Restate the data below word for word, leaving nothing out.
——————————
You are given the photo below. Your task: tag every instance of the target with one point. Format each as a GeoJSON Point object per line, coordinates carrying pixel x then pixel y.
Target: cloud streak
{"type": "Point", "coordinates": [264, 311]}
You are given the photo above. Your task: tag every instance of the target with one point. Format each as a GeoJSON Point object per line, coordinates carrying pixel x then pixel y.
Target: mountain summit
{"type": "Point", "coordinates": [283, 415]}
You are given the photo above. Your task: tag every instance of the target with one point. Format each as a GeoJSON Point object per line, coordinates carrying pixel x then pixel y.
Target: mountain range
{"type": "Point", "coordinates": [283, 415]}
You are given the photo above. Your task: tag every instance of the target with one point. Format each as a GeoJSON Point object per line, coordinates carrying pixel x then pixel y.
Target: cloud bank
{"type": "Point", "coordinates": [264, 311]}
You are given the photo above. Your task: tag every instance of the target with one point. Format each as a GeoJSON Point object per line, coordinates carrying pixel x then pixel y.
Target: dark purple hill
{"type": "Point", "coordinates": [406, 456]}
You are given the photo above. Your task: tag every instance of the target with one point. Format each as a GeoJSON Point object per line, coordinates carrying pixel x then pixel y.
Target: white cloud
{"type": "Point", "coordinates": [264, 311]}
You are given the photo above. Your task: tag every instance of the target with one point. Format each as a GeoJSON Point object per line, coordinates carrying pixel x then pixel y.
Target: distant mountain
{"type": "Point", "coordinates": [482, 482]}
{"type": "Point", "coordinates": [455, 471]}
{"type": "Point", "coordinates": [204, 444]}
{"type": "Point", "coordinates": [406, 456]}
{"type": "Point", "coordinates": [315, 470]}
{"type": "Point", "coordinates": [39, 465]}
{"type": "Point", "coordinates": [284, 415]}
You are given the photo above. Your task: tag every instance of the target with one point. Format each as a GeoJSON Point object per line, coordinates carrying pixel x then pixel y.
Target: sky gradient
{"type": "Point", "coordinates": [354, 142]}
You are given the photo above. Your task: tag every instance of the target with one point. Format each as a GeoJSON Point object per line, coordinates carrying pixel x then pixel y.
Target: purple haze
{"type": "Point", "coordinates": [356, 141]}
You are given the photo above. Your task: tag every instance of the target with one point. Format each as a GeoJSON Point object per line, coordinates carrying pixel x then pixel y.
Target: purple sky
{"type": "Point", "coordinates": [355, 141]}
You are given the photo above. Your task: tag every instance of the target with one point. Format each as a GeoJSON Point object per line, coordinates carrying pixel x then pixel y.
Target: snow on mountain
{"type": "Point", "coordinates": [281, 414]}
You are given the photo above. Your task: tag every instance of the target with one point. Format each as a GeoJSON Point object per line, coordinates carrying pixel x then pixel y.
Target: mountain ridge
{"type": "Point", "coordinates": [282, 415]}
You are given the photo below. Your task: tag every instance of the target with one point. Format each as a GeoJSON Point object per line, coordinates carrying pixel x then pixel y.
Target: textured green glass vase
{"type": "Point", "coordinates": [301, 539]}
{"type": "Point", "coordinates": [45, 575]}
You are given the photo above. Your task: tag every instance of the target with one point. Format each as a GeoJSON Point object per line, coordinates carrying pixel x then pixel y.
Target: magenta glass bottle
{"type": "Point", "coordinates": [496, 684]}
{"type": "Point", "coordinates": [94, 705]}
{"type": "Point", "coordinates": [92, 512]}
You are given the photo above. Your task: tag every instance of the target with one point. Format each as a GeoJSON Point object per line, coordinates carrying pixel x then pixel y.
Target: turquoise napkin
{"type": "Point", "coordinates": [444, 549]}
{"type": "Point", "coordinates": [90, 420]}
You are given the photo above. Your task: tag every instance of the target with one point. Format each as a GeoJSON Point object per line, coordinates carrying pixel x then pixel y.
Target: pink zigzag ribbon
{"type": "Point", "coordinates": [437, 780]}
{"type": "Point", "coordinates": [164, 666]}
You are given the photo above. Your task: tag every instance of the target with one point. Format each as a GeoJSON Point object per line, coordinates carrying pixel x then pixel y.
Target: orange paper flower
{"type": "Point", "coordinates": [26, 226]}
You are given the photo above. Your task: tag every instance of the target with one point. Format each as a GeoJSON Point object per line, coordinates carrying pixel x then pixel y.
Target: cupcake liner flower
——————————
**Written response**
You are given the photo below. Your task: tag every instance of the target with one point. Format each as a GeoJSON Point object per line, coordinates carrying pixel x then pixel y.
Target: cloud streak
{"type": "Point", "coordinates": [264, 311]}
You are given the photo above. Your task: tag every instance of the target with one point. Format each as a GeoJSON Point object per line, coordinates carrying pixel x then pixel y.
Target: mountain summit
{"type": "Point", "coordinates": [283, 415]}
You are given the photo above. Your task: tag every instance of the target with one point. Format each as a GeoJSON Point object per line, coordinates carrying pixel x then pixel y.
Target: mountain range
{"type": "Point", "coordinates": [283, 415]}
You are given the photo above. Your task: tag every instance of the target with one point. Format each as a GeoJSON Point object per line, coordinates carrying pixel x then pixel y.
Target: cloud bank
{"type": "Point", "coordinates": [264, 311]}
You are given the photo above. Your task: tag every instance of the target with one point. Format each as a GeoJSON Point object per line, coordinates carrying pixel x then pixel y.
Target: dark purple hill
{"type": "Point", "coordinates": [406, 456]}
You are given the photo above. Your task: tag every instance of the target with one point. Format each as a GeoJSON Point object per line, coordinates carrying pixel x then pixel y.
Target: white cloud
{"type": "Point", "coordinates": [264, 311]}
You are given the photo above. Your task: tag every instance of the target with one point. Format each as a GeoJSON Point object per line, coordinates carrying pixel x then pixel y.
Target: distant mountain
{"type": "Point", "coordinates": [482, 482]}
{"type": "Point", "coordinates": [455, 471]}
{"type": "Point", "coordinates": [204, 444]}
{"type": "Point", "coordinates": [406, 456]}
{"type": "Point", "coordinates": [315, 470]}
{"type": "Point", "coordinates": [39, 465]}
{"type": "Point", "coordinates": [284, 415]}
You are given the photo above. Your task: tag every instance of the target with one point. Format each as a GeoJSON Point object per line, coordinates carrying pixel x then pixel y.
Target: sky gradient
{"type": "Point", "coordinates": [354, 142]}
You are given the photo above. Your task: tag every instance of the target with one point. Format each as a GeoJSON Point object per line, coordinates carrying pixel x then pixel y.
Target: purple haze
{"type": "Point", "coordinates": [356, 141]}
You are given the photo above. Your task: tag every instance of the target with one point. Format each as a GeoJSON Point object per line, coordinates carrying pixel x then pixel y.
Target: purple sky
{"type": "Point", "coordinates": [355, 141]}
You are given the photo above. Your task: tag every instance of the target with one point. Format each as a GeoJSON Point object per line, coordinates carrying pixel x then pixel y.
Target: snow on mountain
{"type": "Point", "coordinates": [281, 414]}
You are given the photo above. Your task: tag every instance of the target with one point. Format each as a GeoJSON Point object per line, coordinates carrying pixel x then pixel y.
Target: mountain ridge
{"type": "Point", "coordinates": [282, 415]}
You are given the photo below. Your task: tag every instance of the target with one point. Format each as a GeoJSON Point object per line, coordinates carrying pixel x then pixel y.
Target: textured green glass vase
{"type": "Point", "coordinates": [301, 539]}
{"type": "Point", "coordinates": [45, 575]}
You are given the photo above. Your task: tag every instance of the target with one point. Format each as a GeoJSON Point object per line, coordinates carrying pixel x then pixel y.
Target: magenta glass bottle
{"type": "Point", "coordinates": [496, 684]}
{"type": "Point", "coordinates": [94, 705]}
{"type": "Point", "coordinates": [92, 512]}
You are given the photo above. Your task: tag every instance of the target with one point. Format each as a GeoJSON Point object per line, coordinates carrying pixel x then pixel y.
Target: turquoise napkin
{"type": "Point", "coordinates": [444, 549]}
{"type": "Point", "coordinates": [90, 420]}
You are given the photo above. Your task: tag every instance of the target with one point. Format each as a GeoJSON Point object per line, coordinates carrying pixel x then pixel y.
Target: pink zigzag ribbon
{"type": "Point", "coordinates": [437, 780]}
{"type": "Point", "coordinates": [164, 666]}
You are given the photo above. Your task: tag every instance of the target with one point. Format each as a GeoJSON Point object per line, coordinates carrying pixel x then pixel y.
Target: orange paper flower
{"type": "Point", "coordinates": [26, 226]}
You are given the photo above. Your task: tag every instance of the target with one point. Format each as a GeoJSON Point object per line, coordinates carrying pixel x then pixel y.
Target: cupcake liner flower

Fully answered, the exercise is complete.